## Excerpt to read
________
UPDATED: DECEMBER 28, 2017 AT 6:42 PM
BY
KSLNewsRadio

SALT LAKE COUNTY – Were police officers seizing the wrong kind of drug needles?  Supporters of the anti-opioid medication Naloxone say kits were being taken away from people who needed them, but, steps to fix this problem appear to be working.

It wasn’t just police officer who were taking kits.  Utah Naloxone Medical Director Jennifer Plumb says, “It did happen in a couple of law enforcement settings, but, it also happened in a couple of housing settings and it happened in recovery settings.”  She adds that the problem was getting especially bad leading up to the end of Autumn.  She says, in October, “I heard of about five people that called me in the span of 48 hours, saying it happened to them.”

What was behind this?  Plumb has a theory.  She says, “Maybe people were erring on the side of being overly cautious or overly conservative.  They saw a needle and [thought], ‘Nope, that’s paraphernalia.”

However, she says cases of kits being taken away have dropped dramatically since Attorney General Sean Reyes spoke to the Opioid Task Force.  Plumb says officers and recovery workers were given more instruction about the Naloxone kits, and what’s inside them.  Plumb says the needle in the kit is not the same kind an addict can use to inject heroin.  “It’s a much bigger needle, designed to not only go into a muscle, but to be able to go through clothing,” she says.

The medication has been credited for reversing over 1900 overdoses in Utah.
________
## Exercise data
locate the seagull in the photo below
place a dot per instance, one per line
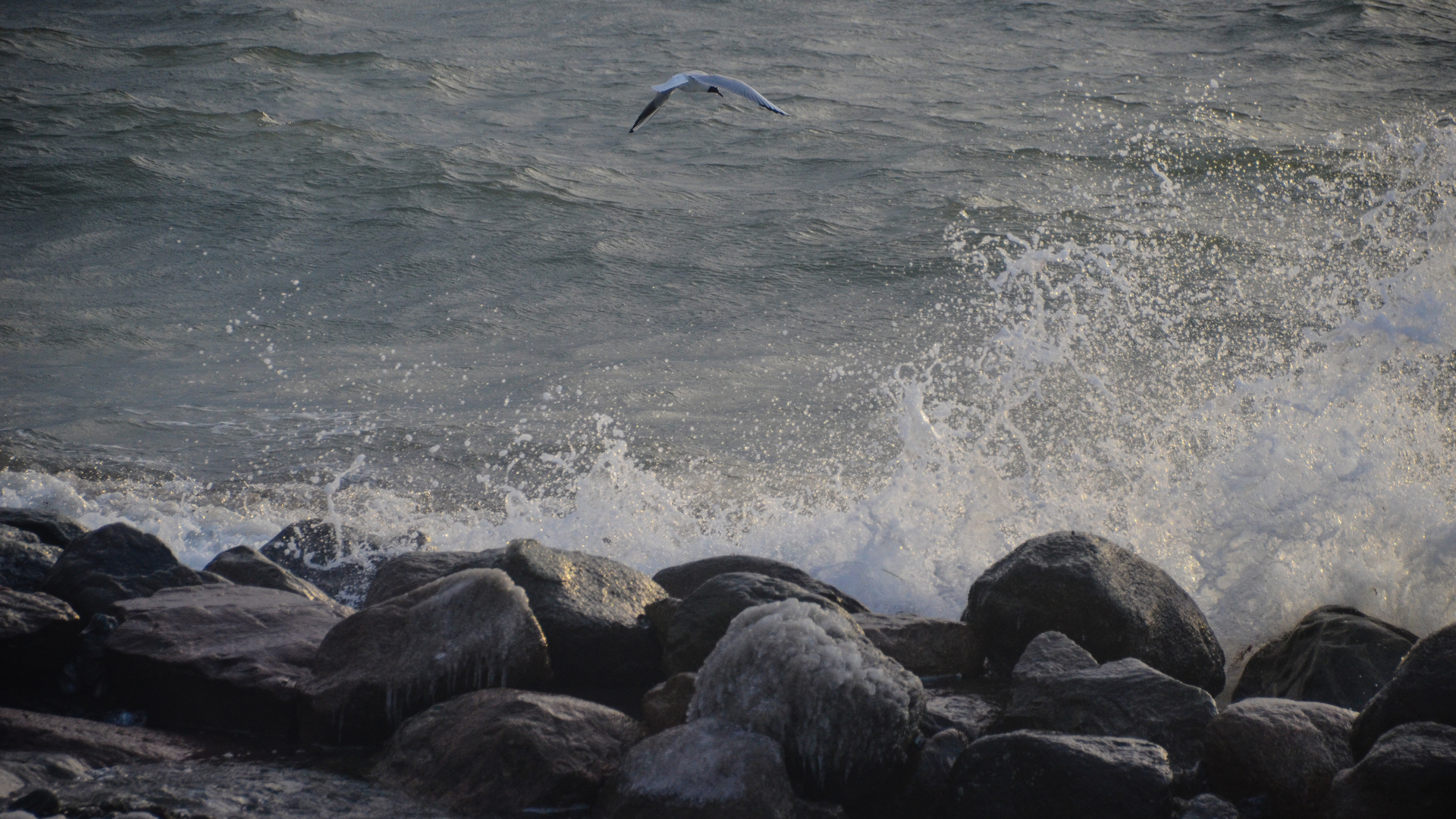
________
## Work order 1
From the news report on Naloxone kits, list the kinds of settings where kits were taken away from people.
## Work order 2
Rewrite the paragraph of the news report on Naloxone kits that begins "However, she says cases of kits" as a short bulleted list.

## Result 1
- Law enforcement settings
- Housing settings
- Recovery settings

## Result 2
- Cases of kits being taken away have dropped sharply since Attorney General Sean Reyes spoke to the Opioid Task Force.
- Officers and recovery workers got more instruction about the kits and their contents.
- The needle in the kit is not the kind an addict can use to inject heroin.
- It is a much bigger needle, made to go into a muscle and through clothing.